BEGIN Information

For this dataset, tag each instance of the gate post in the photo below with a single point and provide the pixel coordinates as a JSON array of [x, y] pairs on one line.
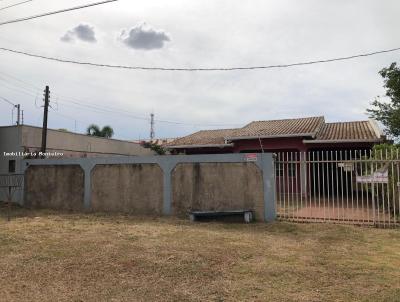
[[87, 187], [267, 166]]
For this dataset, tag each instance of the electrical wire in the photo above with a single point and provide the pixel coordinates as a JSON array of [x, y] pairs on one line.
[[198, 69], [68, 101], [56, 12], [6, 100], [16, 4]]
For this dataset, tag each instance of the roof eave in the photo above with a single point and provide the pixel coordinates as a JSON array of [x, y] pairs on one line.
[[199, 146], [338, 141], [270, 136]]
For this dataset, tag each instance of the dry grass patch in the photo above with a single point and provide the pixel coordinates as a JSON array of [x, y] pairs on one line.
[[48, 256]]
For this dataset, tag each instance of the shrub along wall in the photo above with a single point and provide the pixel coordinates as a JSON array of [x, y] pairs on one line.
[[217, 186], [129, 188], [54, 187]]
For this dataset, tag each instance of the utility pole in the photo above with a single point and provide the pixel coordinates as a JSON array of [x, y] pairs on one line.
[[46, 110], [152, 133], [18, 114]]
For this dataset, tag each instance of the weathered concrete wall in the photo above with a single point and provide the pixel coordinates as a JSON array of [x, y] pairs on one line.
[[54, 187], [130, 188], [79, 145], [217, 186]]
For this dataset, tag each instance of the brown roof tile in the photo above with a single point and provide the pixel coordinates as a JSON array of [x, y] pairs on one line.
[[281, 128], [362, 130], [204, 137]]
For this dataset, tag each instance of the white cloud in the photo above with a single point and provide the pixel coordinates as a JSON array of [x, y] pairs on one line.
[[83, 32], [143, 36]]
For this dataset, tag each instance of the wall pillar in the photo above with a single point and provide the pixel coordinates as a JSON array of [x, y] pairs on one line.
[[87, 196], [167, 164], [267, 167]]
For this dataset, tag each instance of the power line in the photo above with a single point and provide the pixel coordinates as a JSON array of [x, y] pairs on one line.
[[16, 4], [68, 101], [56, 12], [198, 69], [9, 102]]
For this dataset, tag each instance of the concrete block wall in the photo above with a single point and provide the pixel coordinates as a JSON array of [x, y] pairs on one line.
[[156, 185]]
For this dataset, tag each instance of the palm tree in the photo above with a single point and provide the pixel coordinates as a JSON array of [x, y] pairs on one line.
[[95, 130]]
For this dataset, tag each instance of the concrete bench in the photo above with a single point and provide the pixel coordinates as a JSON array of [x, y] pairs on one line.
[[247, 214]]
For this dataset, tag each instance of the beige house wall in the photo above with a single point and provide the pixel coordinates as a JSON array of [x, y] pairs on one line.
[[54, 187], [79, 145], [130, 188], [217, 186]]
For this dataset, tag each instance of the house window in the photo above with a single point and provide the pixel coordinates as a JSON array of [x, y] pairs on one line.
[[286, 168], [11, 166]]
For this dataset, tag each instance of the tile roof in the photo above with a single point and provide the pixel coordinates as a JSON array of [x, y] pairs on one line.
[[204, 137], [313, 127], [281, 128], [362, 130]]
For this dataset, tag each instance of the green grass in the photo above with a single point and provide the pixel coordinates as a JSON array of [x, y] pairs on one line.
[[49, 256]]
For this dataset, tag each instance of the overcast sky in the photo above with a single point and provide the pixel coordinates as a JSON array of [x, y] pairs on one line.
[[195, 33]]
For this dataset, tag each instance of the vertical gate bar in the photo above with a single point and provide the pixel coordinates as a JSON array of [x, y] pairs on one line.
[[346, 185], [371, 164], [341, 183], [319, 186], [394, 178], [397, 184], [332, 184], [389, 211], [375, 201], [284, 185], [337, 185], [351, 188], [327, 184], [292, 181], [295, 213], [314, 188], [279, 180], [290, 195], [355, 171], [311, 176], [323, 182], [366, 186], [277, 185], [301, 168], [383, 192]]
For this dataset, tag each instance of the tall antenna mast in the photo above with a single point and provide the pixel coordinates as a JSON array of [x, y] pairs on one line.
[[152, 133]]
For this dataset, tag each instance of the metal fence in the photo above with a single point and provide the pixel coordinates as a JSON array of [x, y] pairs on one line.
[[355, 187]]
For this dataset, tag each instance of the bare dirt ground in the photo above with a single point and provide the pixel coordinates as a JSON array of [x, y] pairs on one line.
[[49, 256]]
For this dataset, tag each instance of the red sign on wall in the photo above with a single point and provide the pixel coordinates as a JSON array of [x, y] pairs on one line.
[[250, 157]]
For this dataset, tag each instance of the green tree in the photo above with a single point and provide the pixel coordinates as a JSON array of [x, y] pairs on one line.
[[160, 150], [94, 130], [388, 111]]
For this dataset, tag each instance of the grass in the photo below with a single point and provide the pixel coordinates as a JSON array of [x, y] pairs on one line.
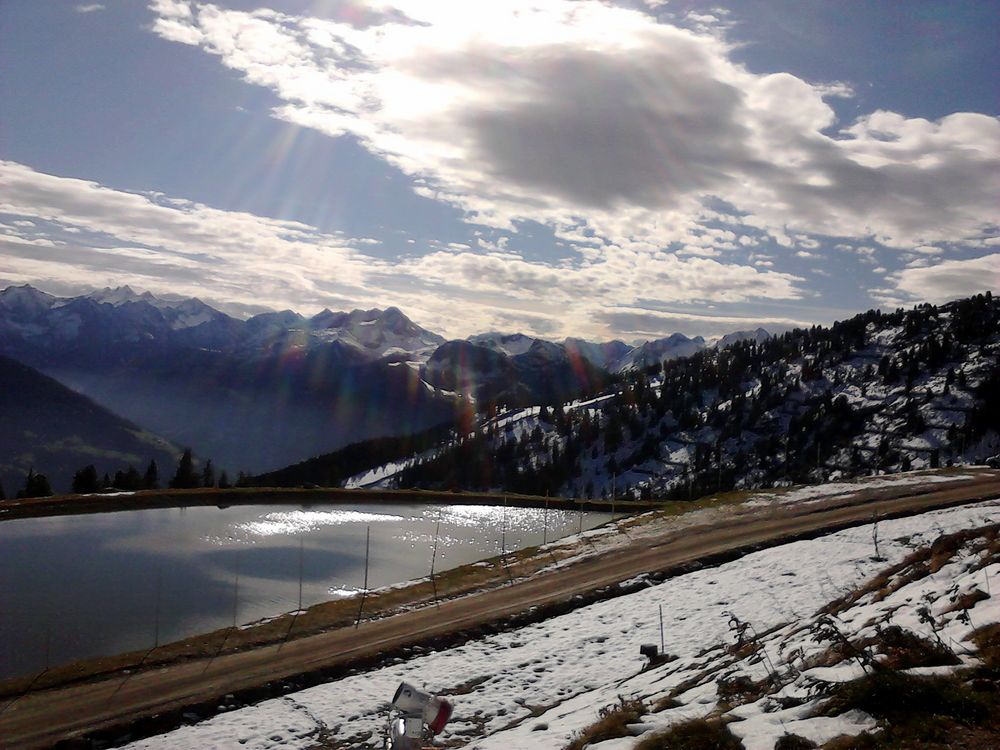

END Information

From the first line to the last, transcribe the listing exactly; skip the pictures.

For this dataset, tag each instance of the gate post in the photo below with a single point and provide the pixel coordinates as a JSON array of [x, y] pairs on one line.
[[87, 187], [267, 166]]
For this dataset, tag each instance of the electrical wire in the photo above with a single point and provide the pixel coordinates as a JSON array of [x, y] pairs on one line.
[[198, 69], [68, 101], [56, 12], [6, 100], [16, 4]]
For this dataset, tag each instance of the roof eave in the photo above with a single point and provide the pixel coordinates as a JSON array of [x, y] pairs on one line.
[[199, 146], [338, 141], [270, 136]]
For this dataset, tag each instance of the dry grass patch in the photo above with a single point and provide the pixel coordinates as a JSON array of [x, y] pairs on one line.
[[48, 256]]
For this dataset, tag each instance of the shrub along wall in the photo above with a single point and provide the pixel coordinates as a JSON array of [x, y] pairs on one line.
[[217, 186], [129, 188], [54, 187]]
For this dataset, tag each instance of the utility pole in the photo above with a single point and provide the pixel coordinates as a JSON array of [x, y] pairs on one line.
[[46, 110], [152, 133], [18, 114]]
For this dataset, tag each instance of the weathered concrete wall in the photo above with a single point and provide the pixel coordinates as a JSON array of [x, y] pairs on one line.
[[54, 187], [130, 188], [79, 145], [217, 186]]
For this dataset, tag each instance of the brown roof tile in the photo above with a single point and provide the pixel coordinates as a JSON array of [x, y] pairs on one line.
[[281, 128], [362, 130], [204, 137]]
For this dataset, tag each instance of the white cloud in the photo above with a single point and provide the pixel coordinates as a JSON array of [x, y] pairs on one line.
[[83, 32], [143, 36]]
For this dataset, tag each instance of the wall pillar in the photo above with a single point and provide the pixel coordinates as a JSON array of [x, y] pairs on one line.
[[87, 196], [167, 164], [267, 167]]
For this dataset, tag each instance of the power line in the photo above with a single point and provide the pixel coordinates as a JSON array of [x, y] pairs on one line.
[[16, 4], [68, 101], [56, 12], [198, 69], [9, 102]]
For this dataset, tag each instance of the concrete block wall in the photo above with a single point and provide the pixel coordinates as a JSON array of [x, y] pairs on one line.
[[156, 185]]
For this dataset, tag each instance of the palm tree in the photo above with a single point and provide the pixel coordinates as a JSON array of [x, y] pairs on one line.
[[95, 130]]
For this dataset, tag each instance of the concrete bench in the photo above with a single point and provide the pixel coordinates as a JSON array of [x, y] pairs on one line.
[[247, 214]]
For this dataset, tag each instance of the beige house wall in the photo above with a single point and provide the pixel coordinates as a JSON array of [x, y] pairs on one line.
[[54, 187], [79, 145], [130, 188], [217, 186]]
For this dataset, tag each instance of the house window in the photo above with a single point and provide the pixel coordinates as a JSON array of [x, y] pairs on one line.
[[286, 168], [11, 166]]
For this dataset, tag each instance of the tile roof in the photo above with a single point and provide the pixel coordinates as a JSON array of [x, y] pairs on one line.
[[204, 137], [313, 127], [281, 128], [362, 130]]
For this dataset, tag each instance of the green grass in the photo above with a single point and provide the pixel coordinates as a JSON array of [x, y] pairs on one line.
[[49, 256]]
For this dataset, tag each instance of the overcast sky in the photo above with a single point and provide the pixel coordinates as a JSON array of [x, y] pairs on one line.
[[195, 33]]
For this dataset, tag each instance of the vertical gate bar in the photo above with a single point and provide the pixel coordinates as a JSON array of [x, y] pairs on one line.
[[346, 185], [371, 164], [341, 183], [319, 186], [394, 178], [397, 184], [332, 184], [389, 211], [375, 201], [284, 185], [337, 185], [351, 188], [327, 184], [292, 181], [295, 213], [314, 188], [279, 180], [290, 195], [355, 171], [311, 176], [323, 182], [366, 186], [277, 185], [301, 168], [383, 192]]
For this dataset, tag each instance of the tall antenna mast in the photo above with a single point and provide the pixel coordinates as a JSON array of [x, y] pairs on one line.
[[152, 133]]
For this dataset, tag each instance of the metal fence in the photo above with a single point and provide the pixel coordinates as a JSON array of [x, y] pairs on one line.
[[355, 187]]
For this dataset, tag each instance of the bare dirt ground in the photo above with a single point and provide the pixel coordinates as a JSON array of [x, y] pairs on one line.
[[49, 256]]
For this dataset, tag each instance of the red sign on wall in the photo above with a single point and provide the pixel coordinates as a JSON array of [x, y] pairs on one line.
[[250, 157]]
For this dataset, tag each instance of the green tree in the photo above with a single point and provide the pixel coordinates as a JSON array of [x, y] pairs on one line.
[[160, 150], [94, 130], [388, 111]]
For this dataset, tag each instance of the grass in the photo below with a single point and provide the pixel coordinates as a JSON array of [x, y] pairs on one line.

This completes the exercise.